Problems to work on >>
1 – Turn the review's paragraph that opens with "The arias and duets are" into a short bulleted list that keeps its main facts.
2 – Echo the stretch of the review from "The arias and" through "matter of taste).", word for word.

That is partly due to the acoustic, but not entirely. I admit that I never really liked the Monteverdi Choir, partly because of the audible vibrato in all the voices. That is much better here, although not entirely absent. Overall the text is pretty well intelligible. However, in my ears there is a lack of depth and colour. The tempi are generally more satisfying that in Cohen's recording, but even so I haven't heard many tutti sections that I found really convincing. Tempo and articulation in Kyrie I are better than with Cohen, but here again I noticed a lack of dynamic accents in the instrumental parts. In contrast, there are episodes which are sung piano, and some passages staccato (around 4'45" and 8'30"). It is not nice to hear and I don't see any reason for it. The entrance of the low voices in the second Kyrie is not very subtle and this section is again damaged by staccato singing. Some of the tutti episodes are a bit superficial, such as 'Cum Sancto Spirito' and the opening of the Credo.

The arias and duets are the most satisfying parts of this performance. Hannah Morrison is responsible for the most soprano parts, and she sings them admirably. The duet 'Christe eleison' is delightful, and here the voices of Morrison and Kate Symonds-Joy are a perfect match. In 'Domine Deus' there is a good balance between soprano (Morrison) and tenor (Peter Davoren), and the same goes for 'Et in unum Dominum', in which Morrison is joined by Meg Bragle. The latter uses a little more vibrato in the Agnus Dei, but within the limits of what is acceptable. Nick Pritchard does well in the Benedictus, and the two bass arias come off equally well, even though I don't like David Shipley's voice very much (which is a matter of taste).

The recording by Hans-Christoph Rademann has something special. The first disc comprises the Kyrie and Gloria, as is the case in the other recordings. However, these sections are performed with the 'Dresden parts'. It is claimed that this is the first recording to do so, but I already referred to Raphaël Pichon's recording of the 1733 version, which was based on the latest publications of the material of the different versions of this mass. Whether that includes the material that was published by Carus in 2014, edited by Ulrich Leisinger, also the author of the liner-notes to Rademann's recording, is for me impossible to check. Anyway, this makes this production very interesting. That said, if one listens to this work in its entirety, one in fact listens to a piece of music which never did exist. The two sections which Bach later most drastically reworked - the duet 'Domine Deus' and the bass aria 'Quoniam tu solus sanctus' - are included on the second disc in the versions usually performed these days. In addition we get the first version of Sanctus and Pleni sunt coeli, which dates from 1724, and was originally scored for three sopranos, alto, tenor and bass with orchestra.

The Gächinger Kantorei Stuttgart consists of 32 voices: twelve sopranos, seven altos, six tenors and seven basses. The Freiburger Barockorchester is a little smaller than Gardiner's English Baroque Soloists and includes nine violins, three violas, two cellos and two double basses. As we have seen, the soloists don't participate in the tutti. The solo parts are the most disappointing aspects of this performance. The soprano and alto solos as well as their duets are largely spoilt by a quite wide vibrato; the same goes for the bass arias. Anke Vondung is the worst in Agnus Dei, which is a real shame as she has a nice voice and her performance is certainly not without expression. In 'Christe eleison' the balance between the two voices is unsatisfying, as Vondung's contribution is underexposed. The same happens in 'Domine Deus'; this duet is also problematic as Simpson uses quite some vibrato and Daniel Johannsen very little. He is the best of the soloists; he sings the Benedictus very well, albeit a bit too restrained; a little more firmness would not have been amiss. Like Vondung Tobias Berndt has a nice voice which is well suited for this kind of music, but I find his incessant and pretty large vibrato unbearable.

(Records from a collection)
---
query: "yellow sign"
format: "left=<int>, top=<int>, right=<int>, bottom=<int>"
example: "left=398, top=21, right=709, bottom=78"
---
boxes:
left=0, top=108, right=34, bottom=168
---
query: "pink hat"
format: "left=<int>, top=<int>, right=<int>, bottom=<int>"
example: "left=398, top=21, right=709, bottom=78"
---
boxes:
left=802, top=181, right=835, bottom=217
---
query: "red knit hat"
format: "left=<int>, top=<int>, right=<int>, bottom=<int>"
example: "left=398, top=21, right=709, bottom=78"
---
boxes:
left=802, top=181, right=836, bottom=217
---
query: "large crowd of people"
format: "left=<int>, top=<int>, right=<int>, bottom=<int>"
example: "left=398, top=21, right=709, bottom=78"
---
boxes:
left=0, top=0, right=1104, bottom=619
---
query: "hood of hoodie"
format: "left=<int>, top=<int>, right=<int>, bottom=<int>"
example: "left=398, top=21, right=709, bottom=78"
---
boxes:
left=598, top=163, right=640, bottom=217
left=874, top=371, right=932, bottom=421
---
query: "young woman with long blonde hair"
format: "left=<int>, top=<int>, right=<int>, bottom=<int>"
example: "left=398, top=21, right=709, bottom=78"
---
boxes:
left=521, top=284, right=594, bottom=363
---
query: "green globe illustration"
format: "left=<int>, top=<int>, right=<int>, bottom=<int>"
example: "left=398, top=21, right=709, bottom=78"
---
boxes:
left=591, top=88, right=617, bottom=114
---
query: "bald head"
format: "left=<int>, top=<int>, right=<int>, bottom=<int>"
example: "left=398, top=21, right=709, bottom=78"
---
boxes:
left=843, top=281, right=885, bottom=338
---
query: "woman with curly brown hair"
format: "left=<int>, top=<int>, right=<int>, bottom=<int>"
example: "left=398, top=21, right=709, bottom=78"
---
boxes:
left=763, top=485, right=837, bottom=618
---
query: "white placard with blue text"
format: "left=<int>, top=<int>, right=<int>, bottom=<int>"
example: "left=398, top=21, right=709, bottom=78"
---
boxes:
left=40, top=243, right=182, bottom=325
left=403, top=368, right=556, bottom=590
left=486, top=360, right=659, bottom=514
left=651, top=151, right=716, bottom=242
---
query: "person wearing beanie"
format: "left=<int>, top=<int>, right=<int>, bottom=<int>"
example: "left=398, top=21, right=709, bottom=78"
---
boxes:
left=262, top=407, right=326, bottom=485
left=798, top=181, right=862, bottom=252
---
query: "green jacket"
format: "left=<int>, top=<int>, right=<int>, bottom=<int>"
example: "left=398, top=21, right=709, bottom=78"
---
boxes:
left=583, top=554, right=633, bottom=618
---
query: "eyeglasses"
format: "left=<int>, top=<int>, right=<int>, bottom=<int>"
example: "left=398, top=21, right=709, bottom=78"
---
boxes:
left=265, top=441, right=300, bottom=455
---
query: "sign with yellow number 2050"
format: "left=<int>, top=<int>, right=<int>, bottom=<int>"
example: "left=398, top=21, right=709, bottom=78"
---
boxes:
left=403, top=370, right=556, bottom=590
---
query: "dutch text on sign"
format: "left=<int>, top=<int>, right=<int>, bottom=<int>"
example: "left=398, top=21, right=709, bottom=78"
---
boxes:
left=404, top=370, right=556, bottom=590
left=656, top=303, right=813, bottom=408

Worked solutions >>
1 –
- The arias and duets are the most satisfying parts of the performance.
- Hannah Morrison sings most of the soprano parts, and she sings them admirably.
- In "Christe eleison," Morrison and Kate Symonds-Joy are a perfect match.
- "Domine Deus" has a good balance between Morrison and tenor Peter Davoren. "Et in unum Dominum," where Morrison sings with Meg Bragle, is equally well balanced.
- Bragle uses a little more vibrato in the Agnus Dei, but it stays acceptable.
- Nick Pritchard does well in the Benedictus.
- Both bass arias come off well, though the reviewer does not much like David Shipley's voice, which is a matter of taste.

2 –
The arias and duets are the most satisfying parts of this performance. Hannah Morrison is responsible for the most soprano parts, and she sings them admirably. The duet 'Christe eleison' is delightful, and here the voices of Morrison and Kate Symonds-Joy are a perfect match. In 'Domine Deus' there is a good balance between soprano (Morrison) and tenor (Peter Davoren), and the same goes for 'Et in unum Dominum', in which Morrison is joined by Meg Bragle. The latter uses a little more vibrato in the Agnus Dei, but within the limits of what is acceptable. Nick Pritchard does well in the Benedictus, and the two bass arias come off equally well, even though I don't like David Shipley's voice very much (which is a matter of taste).